# Reading text
--*--
YOU DON’T HAVE TO DIE TO LIVE

May 10, 2016 was the scariest day of my life and I haven’t been the same since. My husband and I walked into the hospital knowing we were about to meet a very special boy OR girl. It was so fun waiting 9 months in anticipation of whether we would have a son or daughter.  We found out with our first two and since we already had one of each we figured it would be fun to wait!  We had a plan with the Dr that DH (stands for David Hall not dear husband although he is very dear to me ha ha) would see the baby and announce boy or girl but that never got to happen. I remember getting wheeled into the OR for my scheduled c-section (my 3rd one so not my first rodeo) and telling the OR nurse that I know people usually get nervous for surgery but I was at such peace and felt so calm. As I laid there getting prepped, the nurses were commenting on my “Crossfit” pregnant belly, it was by no means little but it was “fit” if that is possible and I had a sense of pride that I stayed active and took care of myself during my pregnancy.  I didn’t work out one day in my first two pregnancies but did CrossFit 3x a week my entire pregnancy this go round so it was definitely a different experience.
 
DH was waiting for the ok to come into the OR for what I would call a routine procedure. We were minutes from meeting our baby, until something unexpected happened, DH was never able to enter the OR.  Sirens started going off, codes were being called over the loud speaker and people were running into and out of the room.  A nurse came and escorted him back to the pre-op area, and he had no idea what was happening. After anesthesia, my body started uncontrollably and aggressively convulsing and I struggled to get my nurses attention to ask what was happening.  I didn’t know it at the time but I was having a full on seizure. Through the seizures I was fully aware of what was happening, panic filled the room and the anesthetist was screaming to get the baby out of me, it was loud, it was panicked and it was not exactly professional, but that’s another story ha. All of a sudden, my routine delivery became an emergency. I wasn’t sure exactly what was happening and I wasn’t exactly being told. My life was flashing before my eyes. I wondered, will my baby be alive? Will I live? What is happening? How do I not give up fighting against what my body is doing? There was chaos in the room.
 
The next thing I know a tube is shoved down my throat and I didn’t know at this point if I was approaching the end of my life here on Earth. Flashes of DH as a single father of 3 appeared. My eyes became heavy and closed and the chaos disappeared. I awoke a couple hours later hearing voices, I was in a CT scan and could hear the Dr’s and nurses talking about getting a room in ICU. I didn’t know if there was something wrong with me or if my baby was ok, but I knew I was alive. Tears were uncontrollably rolling down the sides of my face and I was overcome with Gratitude.  I just kept saying in my head, “Thank you, God, Thank you, God”. I am alive.  A few minutes later I was told I had a healthy baby boy.  I was able to meet him and see DH.. My sweet, strong husband, this situation was probably harder on him than myself as he had to see it unravel from the outside…
Thankful to be ALIVE, forever changed!

“ I just kept saying in my head, “Thank you, God, Thank you, God”. I am alive.

Being awake and reunited with my family I was overcome with emotion… it is hard to describe that feeling, the one where you thought you lost something you can’t replace but then realize you didn’t.
--*--
Point-per-instance localization data

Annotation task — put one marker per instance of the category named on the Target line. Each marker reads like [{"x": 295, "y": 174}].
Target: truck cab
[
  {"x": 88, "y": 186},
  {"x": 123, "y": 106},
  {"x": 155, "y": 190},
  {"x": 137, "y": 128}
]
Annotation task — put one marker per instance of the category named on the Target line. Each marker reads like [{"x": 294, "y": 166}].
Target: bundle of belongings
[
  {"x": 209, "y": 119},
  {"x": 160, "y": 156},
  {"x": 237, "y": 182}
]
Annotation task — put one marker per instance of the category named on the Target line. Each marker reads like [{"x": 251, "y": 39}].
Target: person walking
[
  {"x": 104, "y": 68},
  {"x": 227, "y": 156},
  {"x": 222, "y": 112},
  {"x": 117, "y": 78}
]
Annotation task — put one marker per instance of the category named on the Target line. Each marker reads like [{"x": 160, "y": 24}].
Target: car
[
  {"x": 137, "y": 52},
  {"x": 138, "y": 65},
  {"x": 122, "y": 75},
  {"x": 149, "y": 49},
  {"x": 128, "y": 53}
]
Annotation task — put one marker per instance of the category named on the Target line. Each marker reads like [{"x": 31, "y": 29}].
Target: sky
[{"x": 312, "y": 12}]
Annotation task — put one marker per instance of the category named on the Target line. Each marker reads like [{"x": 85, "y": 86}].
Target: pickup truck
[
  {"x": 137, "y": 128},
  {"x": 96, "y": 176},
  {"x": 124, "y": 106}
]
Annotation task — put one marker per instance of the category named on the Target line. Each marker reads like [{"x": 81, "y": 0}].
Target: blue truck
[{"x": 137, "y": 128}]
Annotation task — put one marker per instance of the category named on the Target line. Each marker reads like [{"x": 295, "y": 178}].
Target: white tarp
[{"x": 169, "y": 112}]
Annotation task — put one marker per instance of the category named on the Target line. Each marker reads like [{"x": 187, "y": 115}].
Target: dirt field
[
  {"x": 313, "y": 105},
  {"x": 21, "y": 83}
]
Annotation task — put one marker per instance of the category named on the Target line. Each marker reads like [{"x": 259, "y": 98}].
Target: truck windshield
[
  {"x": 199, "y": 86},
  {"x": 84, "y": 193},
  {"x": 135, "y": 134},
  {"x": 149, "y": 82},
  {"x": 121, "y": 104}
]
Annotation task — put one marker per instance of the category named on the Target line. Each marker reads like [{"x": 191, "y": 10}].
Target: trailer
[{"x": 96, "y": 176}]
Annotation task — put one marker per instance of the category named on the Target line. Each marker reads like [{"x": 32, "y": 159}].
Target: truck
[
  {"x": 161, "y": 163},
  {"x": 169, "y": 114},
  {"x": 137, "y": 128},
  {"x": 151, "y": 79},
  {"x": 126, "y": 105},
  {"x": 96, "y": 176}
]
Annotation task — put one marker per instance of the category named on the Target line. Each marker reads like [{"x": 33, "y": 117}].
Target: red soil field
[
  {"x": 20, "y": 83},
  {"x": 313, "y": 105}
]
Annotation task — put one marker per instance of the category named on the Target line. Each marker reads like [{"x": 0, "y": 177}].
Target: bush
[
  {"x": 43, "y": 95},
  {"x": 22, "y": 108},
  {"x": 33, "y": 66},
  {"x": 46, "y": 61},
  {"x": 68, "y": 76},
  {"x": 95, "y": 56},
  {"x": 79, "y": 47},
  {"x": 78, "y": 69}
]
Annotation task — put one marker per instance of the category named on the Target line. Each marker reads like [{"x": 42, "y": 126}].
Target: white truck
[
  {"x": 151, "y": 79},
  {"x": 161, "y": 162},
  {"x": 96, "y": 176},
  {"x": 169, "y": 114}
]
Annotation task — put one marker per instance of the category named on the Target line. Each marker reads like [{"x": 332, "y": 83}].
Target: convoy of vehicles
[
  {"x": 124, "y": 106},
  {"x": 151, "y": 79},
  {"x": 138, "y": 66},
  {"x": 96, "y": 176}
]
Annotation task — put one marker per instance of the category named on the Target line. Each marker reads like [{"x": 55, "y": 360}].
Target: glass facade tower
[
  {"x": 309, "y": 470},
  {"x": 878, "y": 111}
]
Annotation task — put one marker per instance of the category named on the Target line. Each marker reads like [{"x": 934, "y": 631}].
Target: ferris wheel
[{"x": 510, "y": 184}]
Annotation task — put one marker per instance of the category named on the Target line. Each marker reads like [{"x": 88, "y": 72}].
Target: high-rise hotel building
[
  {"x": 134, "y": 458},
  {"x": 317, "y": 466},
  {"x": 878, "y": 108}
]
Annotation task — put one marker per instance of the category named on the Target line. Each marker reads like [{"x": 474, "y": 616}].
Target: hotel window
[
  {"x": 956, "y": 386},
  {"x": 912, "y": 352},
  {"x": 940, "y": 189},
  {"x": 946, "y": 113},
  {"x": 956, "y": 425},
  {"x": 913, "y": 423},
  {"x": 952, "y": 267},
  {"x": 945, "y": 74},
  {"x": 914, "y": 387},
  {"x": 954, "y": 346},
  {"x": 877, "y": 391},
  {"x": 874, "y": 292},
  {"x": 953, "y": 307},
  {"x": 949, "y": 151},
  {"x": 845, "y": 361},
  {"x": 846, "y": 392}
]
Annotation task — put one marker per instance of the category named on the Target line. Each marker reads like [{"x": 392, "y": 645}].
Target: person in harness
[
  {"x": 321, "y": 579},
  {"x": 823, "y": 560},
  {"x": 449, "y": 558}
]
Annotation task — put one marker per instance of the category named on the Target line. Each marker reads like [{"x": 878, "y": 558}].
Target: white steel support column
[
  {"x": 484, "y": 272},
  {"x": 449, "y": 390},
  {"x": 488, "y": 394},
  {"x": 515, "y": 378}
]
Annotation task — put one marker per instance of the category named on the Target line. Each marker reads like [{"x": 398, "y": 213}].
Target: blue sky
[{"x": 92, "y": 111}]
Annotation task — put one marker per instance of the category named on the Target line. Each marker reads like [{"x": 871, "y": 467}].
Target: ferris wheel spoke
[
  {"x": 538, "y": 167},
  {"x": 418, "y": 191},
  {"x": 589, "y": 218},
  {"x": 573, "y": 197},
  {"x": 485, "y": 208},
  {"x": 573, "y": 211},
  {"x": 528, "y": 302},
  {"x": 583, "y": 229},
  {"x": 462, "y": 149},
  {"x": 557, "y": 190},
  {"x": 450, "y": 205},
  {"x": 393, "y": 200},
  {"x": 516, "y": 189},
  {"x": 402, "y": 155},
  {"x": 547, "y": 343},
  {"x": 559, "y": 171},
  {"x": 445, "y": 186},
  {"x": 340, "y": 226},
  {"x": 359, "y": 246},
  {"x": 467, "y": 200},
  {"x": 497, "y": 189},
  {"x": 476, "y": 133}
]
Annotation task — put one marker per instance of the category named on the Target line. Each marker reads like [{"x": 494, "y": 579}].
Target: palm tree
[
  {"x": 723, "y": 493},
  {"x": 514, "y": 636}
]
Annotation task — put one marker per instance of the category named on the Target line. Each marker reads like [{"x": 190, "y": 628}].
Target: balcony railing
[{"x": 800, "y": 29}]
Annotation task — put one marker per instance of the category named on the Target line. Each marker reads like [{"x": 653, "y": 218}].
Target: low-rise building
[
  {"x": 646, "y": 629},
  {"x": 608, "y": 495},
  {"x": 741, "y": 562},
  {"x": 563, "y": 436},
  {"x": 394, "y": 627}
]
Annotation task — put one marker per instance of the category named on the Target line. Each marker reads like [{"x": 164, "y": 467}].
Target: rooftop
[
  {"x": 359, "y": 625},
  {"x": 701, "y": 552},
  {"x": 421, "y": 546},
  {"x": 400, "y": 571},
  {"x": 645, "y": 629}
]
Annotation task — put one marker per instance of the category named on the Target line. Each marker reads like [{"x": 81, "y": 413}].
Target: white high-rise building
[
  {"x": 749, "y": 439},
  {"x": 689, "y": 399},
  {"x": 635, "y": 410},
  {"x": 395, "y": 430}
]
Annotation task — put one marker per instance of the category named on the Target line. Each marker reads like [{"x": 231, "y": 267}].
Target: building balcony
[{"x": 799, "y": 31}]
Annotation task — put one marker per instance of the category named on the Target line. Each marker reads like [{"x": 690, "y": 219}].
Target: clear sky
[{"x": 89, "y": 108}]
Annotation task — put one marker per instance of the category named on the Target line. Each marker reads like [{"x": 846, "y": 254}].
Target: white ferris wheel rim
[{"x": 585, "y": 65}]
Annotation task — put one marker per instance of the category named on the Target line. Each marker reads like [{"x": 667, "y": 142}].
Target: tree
--*--
# Exercise brief
Update the stretch of the birth story from "Being awake and" through "realize you didn’t.", replacing "family" with "loved ones".

# Answer space
Being awake and reunited with my loved ones I was overcome with emotion… it is hard to describe that feeling, the one where you thought you lost something you can’t replace but then realize you didn’t.